WHAT THIS TASK INVOLVES
Only lines with the word "above" belong in the answer; copy them from the records below.

SOURCE DATA
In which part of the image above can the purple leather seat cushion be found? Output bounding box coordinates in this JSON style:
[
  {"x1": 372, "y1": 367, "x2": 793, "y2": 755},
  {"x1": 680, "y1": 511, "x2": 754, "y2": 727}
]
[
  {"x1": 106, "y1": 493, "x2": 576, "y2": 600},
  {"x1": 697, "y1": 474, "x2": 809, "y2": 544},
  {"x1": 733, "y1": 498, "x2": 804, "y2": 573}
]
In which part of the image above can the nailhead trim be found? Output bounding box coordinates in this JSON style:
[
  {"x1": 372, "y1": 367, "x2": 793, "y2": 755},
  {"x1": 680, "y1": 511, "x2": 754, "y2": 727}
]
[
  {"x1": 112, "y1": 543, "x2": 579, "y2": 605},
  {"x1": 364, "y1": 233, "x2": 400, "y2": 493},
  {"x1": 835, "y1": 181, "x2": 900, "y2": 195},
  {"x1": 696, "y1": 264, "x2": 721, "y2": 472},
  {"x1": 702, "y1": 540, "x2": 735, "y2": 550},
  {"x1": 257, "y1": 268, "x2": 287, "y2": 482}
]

* * *

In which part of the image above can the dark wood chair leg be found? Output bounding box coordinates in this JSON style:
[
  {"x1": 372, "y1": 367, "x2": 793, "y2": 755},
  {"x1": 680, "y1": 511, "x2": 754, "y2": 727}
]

SOLUTION TO THIS PROBLEM
In which part of the image above can the purple leather seat cushion be found? Output bounding box coordinates in this JSON style:
In which part of the image above can the nailhead trim be found? Output bounding box coordinates in this JSON style:
In which part of the image above can the dark wood chair leg be found? Output bounding box coordinates in this JSON style:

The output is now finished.